Sir Geoff Palmer obituary

Geoff Palmer in Edinburgh, 2008. He made it a mission to raise awareness of Scotland’s links with the slave trade.
Geoff Palmer in Edinburgh, 2008. He made it a mission to raise awareness of Scotland’s links with the slave trade. Photograph: Murdo MacLeod/The Guardian

Sir Geoff Palmer, who has died aged 85, was a son of the Windrush generation who became a grain scientist of global renown and, in his later life, an equally distinguished campaigner for racial equality and historical awareness.

Most of his career was spent in Scotland, where he arrived in 1964 as a research student, when even renting a room was not easy. “As I walked up the path I’d see the curtain move and by the time I got to the door, I was told the room had been taken.”

Surrounded in Edinburgh by street names and statues which had, from his perspective, unsavoury connotations, Palmer made it a mission to raise awareness of Scotland’s links with the slave trade. He believed these had been downplayed, although the wealth of many Scottish dynasties was founded on slavery and “about 60% of the surnames in the Jamaica telephone directory are Scottish”.

He went on to become Scotland’s first black professor in 1989 and did much to make Heriot-Watt University an internationally recognised research centre for brewing and distilling. In 2021, he became the university’s chancellor. The many accolades he received included, last year, admission to the Order of the Thistle, Scotland’s highest order of chivalry.

Palmer’s crusade to force historical reassessment came to wider attention during the Black Lives Matter campaign, through his focus on Henry Dundas, Viscount Melville, who, as a minister in William Pitt’s administration, was known as the “uncrowned King of Scotland” and whose towering monument is the centrepiece of St Andrew’s Square in Edinburgh.

Palmer maintained that Dundas had been responsible for delaying the abolition of slavery by 15 years during which a further half million slaves were transported from Africa to the Caribbean. Under the scrutiny engendered by Black Lives Matter, the Melville monument became the subject of intense controversy.

===

## Set task
Copy out everything in the obituary from "Sir Geoff Palmer, who" down to "and historical awareness.". The entries that come next are separate material from the obituary.

## Dataset entries
===

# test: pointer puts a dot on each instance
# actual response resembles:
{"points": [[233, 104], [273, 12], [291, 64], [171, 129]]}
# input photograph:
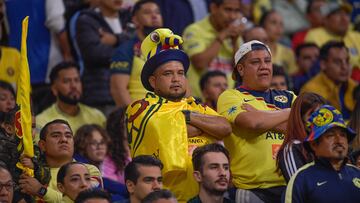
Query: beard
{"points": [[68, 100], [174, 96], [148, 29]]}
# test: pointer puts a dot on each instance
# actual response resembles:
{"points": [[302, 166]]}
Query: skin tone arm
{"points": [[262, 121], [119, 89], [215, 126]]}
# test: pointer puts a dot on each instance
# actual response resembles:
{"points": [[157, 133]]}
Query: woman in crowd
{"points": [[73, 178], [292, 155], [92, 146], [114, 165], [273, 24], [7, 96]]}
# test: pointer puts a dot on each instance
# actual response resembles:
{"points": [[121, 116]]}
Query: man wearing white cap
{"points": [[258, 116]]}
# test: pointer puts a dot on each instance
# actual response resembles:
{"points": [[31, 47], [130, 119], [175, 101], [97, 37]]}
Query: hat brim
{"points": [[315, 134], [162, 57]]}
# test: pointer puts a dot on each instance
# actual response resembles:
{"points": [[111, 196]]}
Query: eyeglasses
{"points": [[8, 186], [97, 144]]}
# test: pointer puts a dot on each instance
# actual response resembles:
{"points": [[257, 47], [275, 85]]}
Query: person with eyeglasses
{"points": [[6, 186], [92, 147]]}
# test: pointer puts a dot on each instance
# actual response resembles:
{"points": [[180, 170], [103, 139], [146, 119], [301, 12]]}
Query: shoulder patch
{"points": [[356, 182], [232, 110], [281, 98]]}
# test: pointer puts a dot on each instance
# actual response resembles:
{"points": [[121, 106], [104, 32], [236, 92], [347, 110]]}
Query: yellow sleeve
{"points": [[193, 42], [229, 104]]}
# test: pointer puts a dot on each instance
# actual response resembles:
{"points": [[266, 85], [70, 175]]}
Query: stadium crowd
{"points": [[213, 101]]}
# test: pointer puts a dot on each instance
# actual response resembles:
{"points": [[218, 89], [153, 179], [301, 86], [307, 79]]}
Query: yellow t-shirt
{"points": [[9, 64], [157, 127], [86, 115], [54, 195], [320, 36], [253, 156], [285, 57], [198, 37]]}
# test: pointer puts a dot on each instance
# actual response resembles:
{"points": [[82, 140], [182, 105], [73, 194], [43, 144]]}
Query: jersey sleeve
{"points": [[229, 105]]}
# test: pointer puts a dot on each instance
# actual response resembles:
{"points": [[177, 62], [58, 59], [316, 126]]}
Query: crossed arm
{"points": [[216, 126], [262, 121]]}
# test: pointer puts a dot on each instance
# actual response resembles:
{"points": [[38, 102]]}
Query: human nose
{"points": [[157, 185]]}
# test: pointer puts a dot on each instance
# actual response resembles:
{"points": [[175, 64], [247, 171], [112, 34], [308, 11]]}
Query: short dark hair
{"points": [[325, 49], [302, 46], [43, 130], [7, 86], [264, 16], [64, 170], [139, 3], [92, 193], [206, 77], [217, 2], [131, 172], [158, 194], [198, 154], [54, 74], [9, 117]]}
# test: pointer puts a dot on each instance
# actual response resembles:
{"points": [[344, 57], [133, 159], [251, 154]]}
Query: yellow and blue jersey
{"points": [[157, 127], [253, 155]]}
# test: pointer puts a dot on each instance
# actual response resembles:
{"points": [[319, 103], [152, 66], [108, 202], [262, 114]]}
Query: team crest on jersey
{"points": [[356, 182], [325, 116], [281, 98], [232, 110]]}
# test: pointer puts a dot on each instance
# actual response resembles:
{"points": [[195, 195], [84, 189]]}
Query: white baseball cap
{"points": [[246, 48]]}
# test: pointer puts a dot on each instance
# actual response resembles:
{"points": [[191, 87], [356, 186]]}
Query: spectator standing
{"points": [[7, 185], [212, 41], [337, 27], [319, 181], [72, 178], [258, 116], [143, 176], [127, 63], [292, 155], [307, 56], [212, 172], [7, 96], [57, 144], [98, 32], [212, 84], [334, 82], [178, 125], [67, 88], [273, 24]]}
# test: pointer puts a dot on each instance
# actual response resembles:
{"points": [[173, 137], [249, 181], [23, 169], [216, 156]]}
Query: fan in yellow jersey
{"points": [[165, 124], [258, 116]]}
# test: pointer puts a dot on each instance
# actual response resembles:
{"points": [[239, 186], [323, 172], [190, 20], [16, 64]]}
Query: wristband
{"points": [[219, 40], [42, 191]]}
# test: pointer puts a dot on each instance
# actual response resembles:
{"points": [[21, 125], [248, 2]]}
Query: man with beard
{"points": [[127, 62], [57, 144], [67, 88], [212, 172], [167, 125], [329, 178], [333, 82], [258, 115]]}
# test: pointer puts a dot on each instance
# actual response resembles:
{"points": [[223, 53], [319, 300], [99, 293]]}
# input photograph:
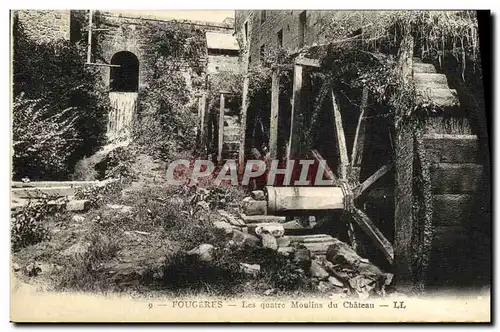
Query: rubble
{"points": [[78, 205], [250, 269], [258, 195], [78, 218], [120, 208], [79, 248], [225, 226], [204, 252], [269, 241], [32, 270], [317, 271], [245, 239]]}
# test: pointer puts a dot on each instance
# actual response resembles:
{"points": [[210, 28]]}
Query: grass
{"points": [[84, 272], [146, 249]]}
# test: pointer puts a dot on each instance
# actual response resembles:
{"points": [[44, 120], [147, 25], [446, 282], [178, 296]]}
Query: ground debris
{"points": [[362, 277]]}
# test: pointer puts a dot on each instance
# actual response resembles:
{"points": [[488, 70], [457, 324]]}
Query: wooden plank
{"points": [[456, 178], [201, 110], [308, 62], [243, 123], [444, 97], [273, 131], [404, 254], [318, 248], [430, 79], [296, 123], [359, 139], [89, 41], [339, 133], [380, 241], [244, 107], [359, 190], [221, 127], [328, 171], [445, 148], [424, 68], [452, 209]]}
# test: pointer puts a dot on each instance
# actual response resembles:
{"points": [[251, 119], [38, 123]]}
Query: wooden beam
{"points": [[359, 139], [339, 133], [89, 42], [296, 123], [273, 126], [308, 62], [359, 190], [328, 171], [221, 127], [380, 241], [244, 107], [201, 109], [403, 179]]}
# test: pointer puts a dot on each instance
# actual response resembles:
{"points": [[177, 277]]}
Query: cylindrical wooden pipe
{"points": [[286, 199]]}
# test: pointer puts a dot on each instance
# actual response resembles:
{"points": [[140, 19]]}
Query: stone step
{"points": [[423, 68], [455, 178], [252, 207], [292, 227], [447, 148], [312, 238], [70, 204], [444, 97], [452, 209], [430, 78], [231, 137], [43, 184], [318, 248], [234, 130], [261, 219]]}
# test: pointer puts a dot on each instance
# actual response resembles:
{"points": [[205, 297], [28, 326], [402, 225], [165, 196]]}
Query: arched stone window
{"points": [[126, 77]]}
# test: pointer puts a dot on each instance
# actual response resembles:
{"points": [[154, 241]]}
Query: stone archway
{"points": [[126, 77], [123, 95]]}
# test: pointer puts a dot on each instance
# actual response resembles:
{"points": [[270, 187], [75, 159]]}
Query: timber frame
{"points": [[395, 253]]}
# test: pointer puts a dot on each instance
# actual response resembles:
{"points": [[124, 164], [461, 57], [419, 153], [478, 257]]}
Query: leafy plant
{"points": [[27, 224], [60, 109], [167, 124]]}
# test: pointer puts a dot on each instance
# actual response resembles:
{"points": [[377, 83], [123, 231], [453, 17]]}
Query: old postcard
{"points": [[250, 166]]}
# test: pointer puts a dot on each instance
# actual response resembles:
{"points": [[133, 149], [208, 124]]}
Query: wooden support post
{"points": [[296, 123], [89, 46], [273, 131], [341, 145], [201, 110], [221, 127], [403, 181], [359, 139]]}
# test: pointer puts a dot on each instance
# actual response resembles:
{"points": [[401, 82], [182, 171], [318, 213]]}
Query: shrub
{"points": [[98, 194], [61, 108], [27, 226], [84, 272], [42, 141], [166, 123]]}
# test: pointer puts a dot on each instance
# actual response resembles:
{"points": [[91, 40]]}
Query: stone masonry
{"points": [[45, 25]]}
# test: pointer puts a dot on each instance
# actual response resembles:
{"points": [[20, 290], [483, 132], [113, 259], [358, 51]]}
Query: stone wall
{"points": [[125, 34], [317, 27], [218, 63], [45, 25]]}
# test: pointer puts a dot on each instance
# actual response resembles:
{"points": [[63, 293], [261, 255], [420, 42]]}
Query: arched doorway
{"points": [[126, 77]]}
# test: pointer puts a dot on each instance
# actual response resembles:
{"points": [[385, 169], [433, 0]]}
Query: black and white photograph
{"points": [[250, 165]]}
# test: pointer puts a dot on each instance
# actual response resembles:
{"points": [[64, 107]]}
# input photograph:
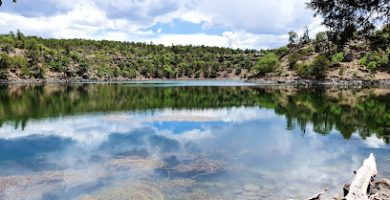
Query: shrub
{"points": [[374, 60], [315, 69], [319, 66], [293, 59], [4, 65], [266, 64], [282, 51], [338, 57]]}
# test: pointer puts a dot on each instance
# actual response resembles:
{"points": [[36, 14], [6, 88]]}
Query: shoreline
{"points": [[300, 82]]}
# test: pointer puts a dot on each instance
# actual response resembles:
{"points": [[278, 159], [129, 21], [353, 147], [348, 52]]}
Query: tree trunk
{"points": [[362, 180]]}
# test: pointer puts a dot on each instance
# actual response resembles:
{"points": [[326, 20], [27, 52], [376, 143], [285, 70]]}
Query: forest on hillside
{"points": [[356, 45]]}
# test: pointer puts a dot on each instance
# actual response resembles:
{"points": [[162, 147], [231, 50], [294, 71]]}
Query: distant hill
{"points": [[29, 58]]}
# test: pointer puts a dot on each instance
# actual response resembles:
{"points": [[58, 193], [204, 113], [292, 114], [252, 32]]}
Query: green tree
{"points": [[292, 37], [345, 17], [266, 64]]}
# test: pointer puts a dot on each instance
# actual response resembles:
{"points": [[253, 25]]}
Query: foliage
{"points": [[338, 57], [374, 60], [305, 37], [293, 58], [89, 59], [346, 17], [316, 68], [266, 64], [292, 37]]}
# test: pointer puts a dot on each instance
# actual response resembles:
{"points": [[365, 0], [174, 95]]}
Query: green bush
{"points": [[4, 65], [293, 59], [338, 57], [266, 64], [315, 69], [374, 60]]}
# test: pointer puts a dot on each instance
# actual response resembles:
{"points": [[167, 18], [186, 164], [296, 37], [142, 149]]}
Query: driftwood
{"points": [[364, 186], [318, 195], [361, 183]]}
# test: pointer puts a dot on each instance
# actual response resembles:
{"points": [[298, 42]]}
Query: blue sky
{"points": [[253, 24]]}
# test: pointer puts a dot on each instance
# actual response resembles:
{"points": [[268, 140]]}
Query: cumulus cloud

===

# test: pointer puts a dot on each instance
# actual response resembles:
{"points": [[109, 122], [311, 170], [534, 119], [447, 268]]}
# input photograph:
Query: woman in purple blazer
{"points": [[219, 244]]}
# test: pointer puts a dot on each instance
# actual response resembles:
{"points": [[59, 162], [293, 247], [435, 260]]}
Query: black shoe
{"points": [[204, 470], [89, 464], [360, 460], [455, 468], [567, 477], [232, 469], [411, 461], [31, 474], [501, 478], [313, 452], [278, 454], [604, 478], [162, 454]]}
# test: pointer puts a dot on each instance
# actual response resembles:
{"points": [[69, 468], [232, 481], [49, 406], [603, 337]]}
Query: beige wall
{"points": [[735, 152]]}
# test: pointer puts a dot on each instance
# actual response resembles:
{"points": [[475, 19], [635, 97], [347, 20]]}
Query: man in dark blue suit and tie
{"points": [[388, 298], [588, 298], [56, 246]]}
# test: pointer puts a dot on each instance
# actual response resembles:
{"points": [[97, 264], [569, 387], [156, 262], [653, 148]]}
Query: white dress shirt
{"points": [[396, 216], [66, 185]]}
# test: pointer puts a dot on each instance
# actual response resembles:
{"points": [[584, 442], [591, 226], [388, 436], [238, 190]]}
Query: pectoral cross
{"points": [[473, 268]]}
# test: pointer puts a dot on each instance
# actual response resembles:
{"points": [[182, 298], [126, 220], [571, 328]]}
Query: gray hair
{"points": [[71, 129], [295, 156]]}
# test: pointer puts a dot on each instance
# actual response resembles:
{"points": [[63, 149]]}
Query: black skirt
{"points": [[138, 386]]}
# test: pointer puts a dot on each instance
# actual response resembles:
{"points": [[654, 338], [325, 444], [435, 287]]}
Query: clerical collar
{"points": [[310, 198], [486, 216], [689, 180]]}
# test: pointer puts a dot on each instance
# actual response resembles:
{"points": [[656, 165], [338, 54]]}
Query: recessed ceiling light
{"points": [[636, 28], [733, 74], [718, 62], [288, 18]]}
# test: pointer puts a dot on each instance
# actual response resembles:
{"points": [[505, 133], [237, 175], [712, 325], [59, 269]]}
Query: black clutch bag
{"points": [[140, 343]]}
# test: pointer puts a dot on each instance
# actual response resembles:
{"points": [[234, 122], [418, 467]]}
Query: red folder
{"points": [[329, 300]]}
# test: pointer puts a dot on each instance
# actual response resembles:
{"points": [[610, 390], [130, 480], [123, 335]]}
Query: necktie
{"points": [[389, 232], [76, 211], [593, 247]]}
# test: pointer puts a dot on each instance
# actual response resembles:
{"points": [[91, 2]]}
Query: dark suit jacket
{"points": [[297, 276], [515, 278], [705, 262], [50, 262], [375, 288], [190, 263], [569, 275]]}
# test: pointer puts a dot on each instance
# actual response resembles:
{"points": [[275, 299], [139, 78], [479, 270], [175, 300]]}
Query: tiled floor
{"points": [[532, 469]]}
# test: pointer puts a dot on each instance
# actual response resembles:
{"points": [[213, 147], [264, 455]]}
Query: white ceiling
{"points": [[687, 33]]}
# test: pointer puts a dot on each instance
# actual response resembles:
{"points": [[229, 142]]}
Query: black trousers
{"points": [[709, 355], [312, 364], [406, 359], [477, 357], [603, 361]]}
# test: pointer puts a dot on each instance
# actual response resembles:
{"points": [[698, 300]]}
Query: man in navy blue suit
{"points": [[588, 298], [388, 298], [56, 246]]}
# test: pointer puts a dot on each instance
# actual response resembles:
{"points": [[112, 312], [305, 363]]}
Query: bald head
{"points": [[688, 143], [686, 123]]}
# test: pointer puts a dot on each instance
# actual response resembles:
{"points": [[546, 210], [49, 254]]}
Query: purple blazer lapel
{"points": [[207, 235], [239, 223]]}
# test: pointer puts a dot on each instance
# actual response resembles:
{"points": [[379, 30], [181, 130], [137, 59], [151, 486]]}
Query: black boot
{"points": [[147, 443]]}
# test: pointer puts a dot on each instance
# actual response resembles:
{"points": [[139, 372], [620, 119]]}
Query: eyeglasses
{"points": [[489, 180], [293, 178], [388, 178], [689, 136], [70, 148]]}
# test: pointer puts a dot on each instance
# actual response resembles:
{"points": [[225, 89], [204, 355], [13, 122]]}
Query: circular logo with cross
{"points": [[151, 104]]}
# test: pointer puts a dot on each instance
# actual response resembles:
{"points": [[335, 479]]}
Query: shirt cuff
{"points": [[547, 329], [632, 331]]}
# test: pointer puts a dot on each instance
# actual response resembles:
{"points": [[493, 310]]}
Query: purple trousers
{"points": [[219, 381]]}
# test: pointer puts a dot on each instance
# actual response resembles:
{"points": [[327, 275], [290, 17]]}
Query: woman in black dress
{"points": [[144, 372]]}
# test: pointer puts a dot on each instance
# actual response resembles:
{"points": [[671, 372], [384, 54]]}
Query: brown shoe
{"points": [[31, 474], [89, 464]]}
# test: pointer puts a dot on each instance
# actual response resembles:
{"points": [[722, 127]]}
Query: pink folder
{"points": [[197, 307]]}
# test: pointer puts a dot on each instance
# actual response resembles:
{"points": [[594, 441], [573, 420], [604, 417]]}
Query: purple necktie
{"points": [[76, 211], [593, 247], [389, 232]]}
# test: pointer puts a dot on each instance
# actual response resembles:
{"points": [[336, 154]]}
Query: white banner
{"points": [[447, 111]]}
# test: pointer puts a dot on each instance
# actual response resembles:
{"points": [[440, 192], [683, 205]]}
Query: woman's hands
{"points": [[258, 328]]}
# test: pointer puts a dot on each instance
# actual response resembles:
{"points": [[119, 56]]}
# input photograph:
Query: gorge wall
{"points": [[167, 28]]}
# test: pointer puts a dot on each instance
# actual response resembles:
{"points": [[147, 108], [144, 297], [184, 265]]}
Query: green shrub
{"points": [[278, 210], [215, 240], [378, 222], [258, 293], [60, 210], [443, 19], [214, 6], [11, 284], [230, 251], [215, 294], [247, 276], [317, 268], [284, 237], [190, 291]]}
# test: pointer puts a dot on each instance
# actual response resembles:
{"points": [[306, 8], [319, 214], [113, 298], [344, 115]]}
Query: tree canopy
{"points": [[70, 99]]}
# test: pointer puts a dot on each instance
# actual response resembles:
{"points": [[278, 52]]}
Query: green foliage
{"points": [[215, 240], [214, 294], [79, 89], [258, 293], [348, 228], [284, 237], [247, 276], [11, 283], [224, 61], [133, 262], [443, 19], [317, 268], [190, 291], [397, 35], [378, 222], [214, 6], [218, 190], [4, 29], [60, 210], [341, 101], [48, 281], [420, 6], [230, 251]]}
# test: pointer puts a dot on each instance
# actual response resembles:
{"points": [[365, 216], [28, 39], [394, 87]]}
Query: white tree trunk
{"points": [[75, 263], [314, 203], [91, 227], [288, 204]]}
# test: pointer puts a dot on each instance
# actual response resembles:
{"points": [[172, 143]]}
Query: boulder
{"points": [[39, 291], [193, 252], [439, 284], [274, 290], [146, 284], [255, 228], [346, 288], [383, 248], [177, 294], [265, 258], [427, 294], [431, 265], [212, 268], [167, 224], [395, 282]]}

===

## Final answer
Sir Geoff Palmer, who has died aged 85, was a son of the Windrush generation who became a grain scientist of global renown and, in his later life, an equally distinguished campaigner for racial equality and historical awareness.